§ Extracted material
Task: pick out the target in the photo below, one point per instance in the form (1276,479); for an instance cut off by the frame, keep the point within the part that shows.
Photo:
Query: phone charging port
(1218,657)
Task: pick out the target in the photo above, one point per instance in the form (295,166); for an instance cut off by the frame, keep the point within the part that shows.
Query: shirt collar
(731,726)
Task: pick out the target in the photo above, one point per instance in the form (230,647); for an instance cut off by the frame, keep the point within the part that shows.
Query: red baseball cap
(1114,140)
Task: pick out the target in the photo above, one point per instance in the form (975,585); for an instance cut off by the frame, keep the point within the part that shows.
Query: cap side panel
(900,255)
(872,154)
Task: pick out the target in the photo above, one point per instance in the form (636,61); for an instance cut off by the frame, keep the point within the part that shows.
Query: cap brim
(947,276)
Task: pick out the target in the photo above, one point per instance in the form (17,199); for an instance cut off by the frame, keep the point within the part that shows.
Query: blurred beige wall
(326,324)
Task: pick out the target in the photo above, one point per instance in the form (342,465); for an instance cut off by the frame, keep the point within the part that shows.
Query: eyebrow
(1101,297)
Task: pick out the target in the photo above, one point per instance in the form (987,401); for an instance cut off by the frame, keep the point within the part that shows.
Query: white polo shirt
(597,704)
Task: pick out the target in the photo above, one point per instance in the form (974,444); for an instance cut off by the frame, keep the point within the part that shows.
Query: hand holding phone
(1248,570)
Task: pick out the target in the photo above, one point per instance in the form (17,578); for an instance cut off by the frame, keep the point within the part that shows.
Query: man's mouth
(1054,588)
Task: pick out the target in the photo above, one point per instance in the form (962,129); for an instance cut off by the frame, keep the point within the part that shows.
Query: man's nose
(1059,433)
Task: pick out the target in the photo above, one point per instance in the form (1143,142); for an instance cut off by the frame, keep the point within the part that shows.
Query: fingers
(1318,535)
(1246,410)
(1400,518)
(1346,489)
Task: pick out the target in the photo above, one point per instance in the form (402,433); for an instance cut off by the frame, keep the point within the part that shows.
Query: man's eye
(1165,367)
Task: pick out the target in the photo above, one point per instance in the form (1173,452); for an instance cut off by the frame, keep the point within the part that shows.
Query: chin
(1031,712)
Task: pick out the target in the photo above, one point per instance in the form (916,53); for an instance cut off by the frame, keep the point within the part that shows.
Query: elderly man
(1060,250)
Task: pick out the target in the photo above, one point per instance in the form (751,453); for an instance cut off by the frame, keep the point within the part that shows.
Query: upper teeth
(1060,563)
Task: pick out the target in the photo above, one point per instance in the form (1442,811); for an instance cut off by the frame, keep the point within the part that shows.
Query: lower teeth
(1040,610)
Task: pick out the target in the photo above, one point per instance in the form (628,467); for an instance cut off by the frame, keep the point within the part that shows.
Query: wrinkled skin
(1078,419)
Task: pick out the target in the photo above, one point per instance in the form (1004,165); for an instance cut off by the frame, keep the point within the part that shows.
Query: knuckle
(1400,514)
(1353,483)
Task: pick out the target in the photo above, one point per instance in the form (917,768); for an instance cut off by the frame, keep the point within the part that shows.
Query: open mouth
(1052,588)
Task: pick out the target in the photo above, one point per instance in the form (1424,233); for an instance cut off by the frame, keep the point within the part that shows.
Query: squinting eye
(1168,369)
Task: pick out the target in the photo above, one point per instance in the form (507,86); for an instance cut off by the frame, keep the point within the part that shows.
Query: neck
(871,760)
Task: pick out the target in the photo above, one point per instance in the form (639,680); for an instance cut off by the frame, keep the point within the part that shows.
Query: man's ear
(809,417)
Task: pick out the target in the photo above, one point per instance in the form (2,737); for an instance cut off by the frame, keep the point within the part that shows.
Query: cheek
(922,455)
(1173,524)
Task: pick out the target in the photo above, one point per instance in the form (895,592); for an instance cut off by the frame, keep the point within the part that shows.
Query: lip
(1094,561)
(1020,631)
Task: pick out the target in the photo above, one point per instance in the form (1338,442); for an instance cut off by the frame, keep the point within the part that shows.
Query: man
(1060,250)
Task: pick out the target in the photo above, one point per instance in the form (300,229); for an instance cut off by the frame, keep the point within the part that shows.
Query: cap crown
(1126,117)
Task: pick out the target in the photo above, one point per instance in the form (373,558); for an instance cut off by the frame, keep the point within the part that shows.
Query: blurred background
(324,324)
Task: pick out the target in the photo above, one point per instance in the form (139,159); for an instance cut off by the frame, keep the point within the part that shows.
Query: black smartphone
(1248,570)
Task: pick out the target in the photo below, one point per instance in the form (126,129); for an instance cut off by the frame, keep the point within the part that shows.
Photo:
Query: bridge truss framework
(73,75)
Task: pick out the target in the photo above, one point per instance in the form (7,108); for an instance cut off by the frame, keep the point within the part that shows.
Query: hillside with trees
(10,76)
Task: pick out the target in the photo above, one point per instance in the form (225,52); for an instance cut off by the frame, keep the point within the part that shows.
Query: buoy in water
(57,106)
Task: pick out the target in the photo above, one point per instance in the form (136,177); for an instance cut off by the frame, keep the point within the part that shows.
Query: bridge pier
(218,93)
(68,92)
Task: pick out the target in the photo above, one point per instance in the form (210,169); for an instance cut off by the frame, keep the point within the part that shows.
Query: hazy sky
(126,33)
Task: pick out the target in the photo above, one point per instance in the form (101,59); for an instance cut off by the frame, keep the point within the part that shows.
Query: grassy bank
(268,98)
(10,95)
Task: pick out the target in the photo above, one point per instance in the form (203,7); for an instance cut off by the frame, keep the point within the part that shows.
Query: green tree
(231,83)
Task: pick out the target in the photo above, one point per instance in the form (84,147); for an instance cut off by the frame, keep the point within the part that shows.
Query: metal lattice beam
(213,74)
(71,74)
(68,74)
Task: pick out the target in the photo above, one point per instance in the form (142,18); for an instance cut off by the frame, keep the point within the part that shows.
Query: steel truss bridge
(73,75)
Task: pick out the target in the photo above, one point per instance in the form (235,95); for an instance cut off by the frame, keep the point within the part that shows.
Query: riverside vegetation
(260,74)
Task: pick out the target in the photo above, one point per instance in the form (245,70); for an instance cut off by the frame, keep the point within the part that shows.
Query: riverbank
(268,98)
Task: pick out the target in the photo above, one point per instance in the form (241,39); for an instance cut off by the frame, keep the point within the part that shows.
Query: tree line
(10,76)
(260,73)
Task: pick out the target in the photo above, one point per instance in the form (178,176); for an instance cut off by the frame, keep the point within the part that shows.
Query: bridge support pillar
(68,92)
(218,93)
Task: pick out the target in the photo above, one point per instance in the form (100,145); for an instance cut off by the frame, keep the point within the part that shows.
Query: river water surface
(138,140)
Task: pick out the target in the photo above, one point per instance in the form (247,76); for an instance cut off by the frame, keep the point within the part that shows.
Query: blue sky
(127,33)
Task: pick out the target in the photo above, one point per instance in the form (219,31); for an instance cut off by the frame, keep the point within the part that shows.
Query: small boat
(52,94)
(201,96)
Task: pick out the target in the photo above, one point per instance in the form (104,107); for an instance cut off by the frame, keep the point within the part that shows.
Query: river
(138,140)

§ What you are asked to do
Starting at the line containing "the form (142,18);" and ending at the last line of the items, copy out every line and offset each coordinate in the answers by -52. Leave all other lines and numbers unchanged.

§ Result
Task: pick out the target in the photo above, one point per instance in the form (142,18); for an instance cut off by the frame, keep the point within the part that shows.
Query: steel truss bridge
(21,23)
Task: pick out the target in the photo above, one point per instance in the form (235,95); for an instance cut off by the frame, keep the point within the part that shows.
Query: riverside vegetation
(208,22)
Task: pick out the target in the photo above, one point per instance in the form (245,70); for an instance cut off by the frame, keep the point within the part that shows.
Query: riverbank
(216,46)
Task: pick out the target in the photo above, one point per instance in the form (241,39); for an instance cut off by the frame, keep the point within the part that shows.
Query: tree line
(-42,24)
(208,21)
Task: pick out the target in the photo above, one point per instance in the form (178,176); for an instance cut off by the frame, keep the point within the part that shows.
Query: bridge support pillar
(16,40)
(166,41)
Task: pick out the target in the photo above, one point per instance in the form (100,145); for an instance cut off by the frame, keep the point within the part that shows.
Query: river water surface
(86,88)
Task: pick out the target in the photo above, one point per instance in the form (247,76); for an instance cut off by the frame, keep the point within the part that shows.
Query: blue sky
(75,-19)
Task: pick out the target in the photo above, one point per instance in the form (219,31); for an instance cut off by the frame, keep the point within the part that shows.
Query: small boat
(0,42)
(149,44)
Task: pick out the target in the photo above, one point per instance in the form (104,107); for an instance cut off by the frame, keep the point within the part that shows.
Query: river
(86,88)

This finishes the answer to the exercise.